Assigned task:
Down to the last line, print the data that follows exactly, without its pictures.

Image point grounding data
=====

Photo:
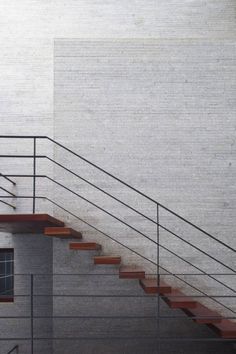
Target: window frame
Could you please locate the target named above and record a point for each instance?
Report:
(7, 273)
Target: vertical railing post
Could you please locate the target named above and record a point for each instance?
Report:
(34, 174)
(158, 280)
(32, 312)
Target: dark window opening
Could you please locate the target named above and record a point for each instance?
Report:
(6, 274)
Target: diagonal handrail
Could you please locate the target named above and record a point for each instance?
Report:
(35, 156)
(177, 276)
(112, 176)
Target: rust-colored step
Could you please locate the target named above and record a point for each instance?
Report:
(62, 232)
(27, 223)
(131, 273)
(150, 286)
(85, 246)
(177, 300)
(225, 329)
(107, 260)
(203, 315)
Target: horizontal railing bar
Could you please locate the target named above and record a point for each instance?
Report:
(161, 267)
(10, 205)
(23, 137)
(136, 230)
(198, 228)
(8, 179)
(120, 295)
(144, 235)
(118, 317)
(164, 339)
(141, 193)
(7, 191)
(142, 337)
(101, 190)
(124, 183)
(23, 156)
(211, 296)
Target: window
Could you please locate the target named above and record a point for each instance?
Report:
(6, 274)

=====

Finished task:
Photo:
Target: window frame
Could you please locate the target named above and record a point for each instance?
Report:
(7, 273)
Target: vertical railing post
Could you please locate the target named above and record a point for each instance?
Report:
(34, 174)
(158, 280)
(32, 312)
Target: dark window opening
Could you please locate the target named above and record a point for each instance?
Report:
(6, 274)
Target: diagonal handrail
Could you please locate the target named above and record a point for each instance?
Report:
(35, 156)
(177, 276)
(112, 176)
Target: rust-colored step
Could you please locate the target named above and record a point for each instance?
Report:
(62, 232)
(27, 223)
(131, 273)
(150, 286)
(85, 246)
(177, 300)
(225, 329)
(107, 260)
(203, 315)
Target: horizontal railing bar
Could you please locate the target named above and record a point for each instance?
Report:
(161, 267)
(10, 205)
(23, 137)
(136, 230)
(198, 228)
(8, 179)
(120, 295)
(144, 235)
(118, 317)
(164, 339)
(141, 193)
(7, 191)
(142, 337)
(101, 190)
(124, 183)
(23, 156)
(211, 296)
Target: window
Could you please locate the target named above and record a point for each instance?
Report:
(6, 274)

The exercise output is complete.